STATED EXERCISE |
Copy out every line in the data below that contains the string "green". Case counts.

RECORDS FOR PROCESSING |
^^^^^^^^^^^^^^^^

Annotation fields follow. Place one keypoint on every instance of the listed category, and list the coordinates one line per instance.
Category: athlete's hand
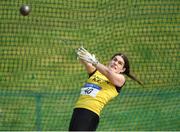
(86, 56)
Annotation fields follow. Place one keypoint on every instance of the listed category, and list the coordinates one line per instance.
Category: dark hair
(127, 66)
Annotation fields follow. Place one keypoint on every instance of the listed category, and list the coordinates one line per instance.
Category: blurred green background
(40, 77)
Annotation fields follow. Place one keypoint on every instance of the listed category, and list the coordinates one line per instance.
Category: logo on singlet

^^^^^^^^^^^^^^^^

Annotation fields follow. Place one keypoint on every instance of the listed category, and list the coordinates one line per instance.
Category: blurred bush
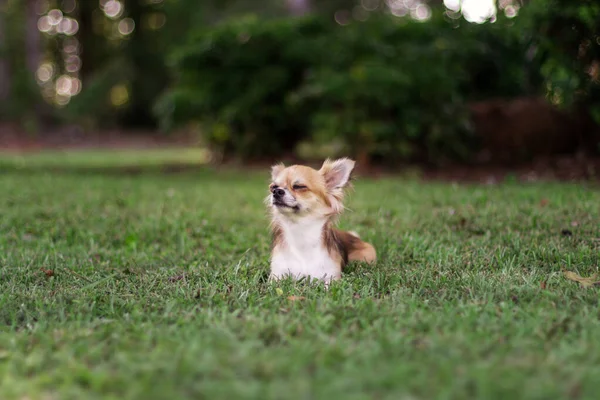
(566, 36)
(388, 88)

^^^^^^^^^^^^^^^^

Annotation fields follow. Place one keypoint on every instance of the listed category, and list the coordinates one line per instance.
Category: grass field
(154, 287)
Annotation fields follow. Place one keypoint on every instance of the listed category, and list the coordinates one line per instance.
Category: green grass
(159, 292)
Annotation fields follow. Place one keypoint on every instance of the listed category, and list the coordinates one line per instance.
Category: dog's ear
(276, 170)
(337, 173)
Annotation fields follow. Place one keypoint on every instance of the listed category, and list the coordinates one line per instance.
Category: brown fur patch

^^^^^^^^^^^^^^^^

TASK RESPONSE |
Category: blurred green background
Category: green grass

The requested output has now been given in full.